● **Task goal**
Only one stretch of the data below is needed: the line with "Where can you find the fingernail" through the last line. Output it exactly and drop the pictures.

● **Dataset entries**
<<<<
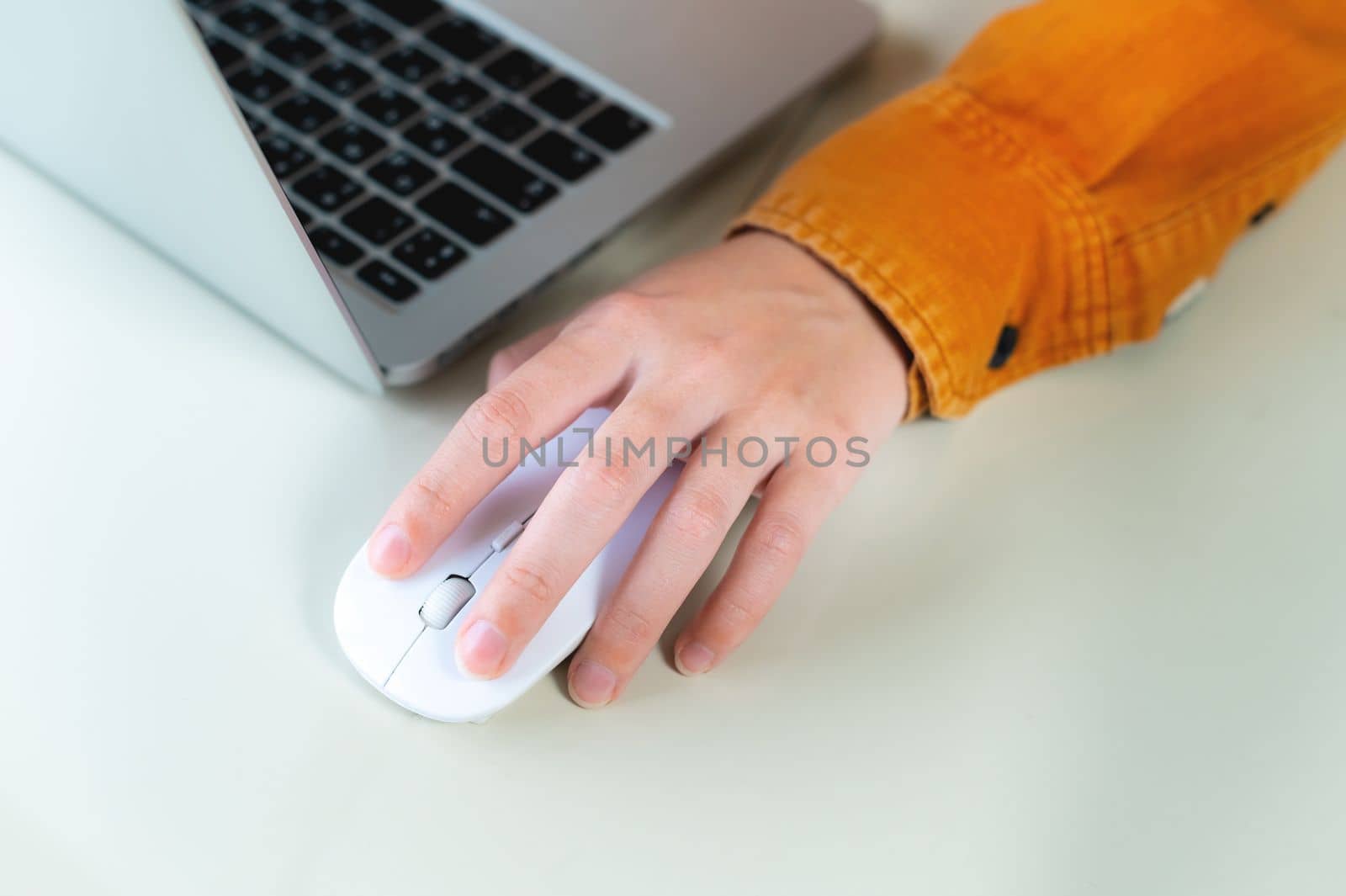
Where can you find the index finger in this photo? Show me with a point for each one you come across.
(575, 372)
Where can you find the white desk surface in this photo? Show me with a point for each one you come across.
(1089, 640)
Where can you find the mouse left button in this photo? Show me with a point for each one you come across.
(376, 619)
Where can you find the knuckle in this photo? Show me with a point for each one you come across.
(625, 311)
(497, 415)
(699, 516)
(742, 612)
(603, 485)
(780, 538)
(713, 359)
(528, 583)
(432, 496)
(629, 626)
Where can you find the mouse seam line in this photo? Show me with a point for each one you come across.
(405, 653)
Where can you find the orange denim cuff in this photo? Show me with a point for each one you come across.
(959, 235)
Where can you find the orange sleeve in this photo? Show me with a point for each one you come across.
(1076, 170)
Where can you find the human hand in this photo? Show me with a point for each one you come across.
(753, 339)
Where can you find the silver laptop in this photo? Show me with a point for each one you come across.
(379, 181)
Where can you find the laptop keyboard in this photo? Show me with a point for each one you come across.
(407, 134)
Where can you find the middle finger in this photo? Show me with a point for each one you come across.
(578, 518)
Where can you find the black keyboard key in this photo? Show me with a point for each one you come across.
(410, 13)
(388, 107)
(458, 93)
(363, 35)
(464, 40)
(251, 20)
(464, 215)
(388, 282)
(286, 156)
(336, 247)
(437, 136)
(504, 178)
(305, 114)
(562, 156)
(341, 78)
(616, 128)
(353, 143)
(401, 174)
(224, 53)
(564, 98)
(430, 255)
(506, 121)
(516, 70)
(327, 188)
(295, 49)
(320, 11)
(377, 220)
(257, 83)
(411, 63)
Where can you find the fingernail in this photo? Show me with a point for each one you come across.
(389, 550)
(592, 685)
(695, 658)
(481, 650)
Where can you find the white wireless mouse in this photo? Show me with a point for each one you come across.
(400, 634)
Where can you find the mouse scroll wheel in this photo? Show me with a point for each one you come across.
(446, 600)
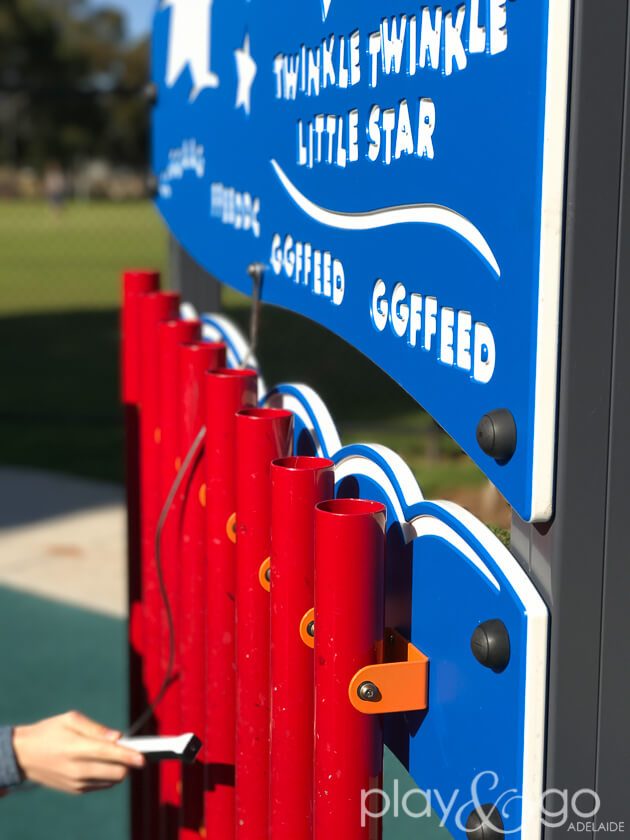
>>>>
● **Written solution**
Where can you find the fingernail in this photo? Show me with a point for each one you come across.
(389, 550)
(592, 685)
(695, 658)
(481, 650)
Where can you find the white wireless mouse in this photo? Show me with a point for each one you come across.
(400, 634)
Where can you find the mouse scroll wheel in this photo? Show me with a point for each one you come across.
(446, 600)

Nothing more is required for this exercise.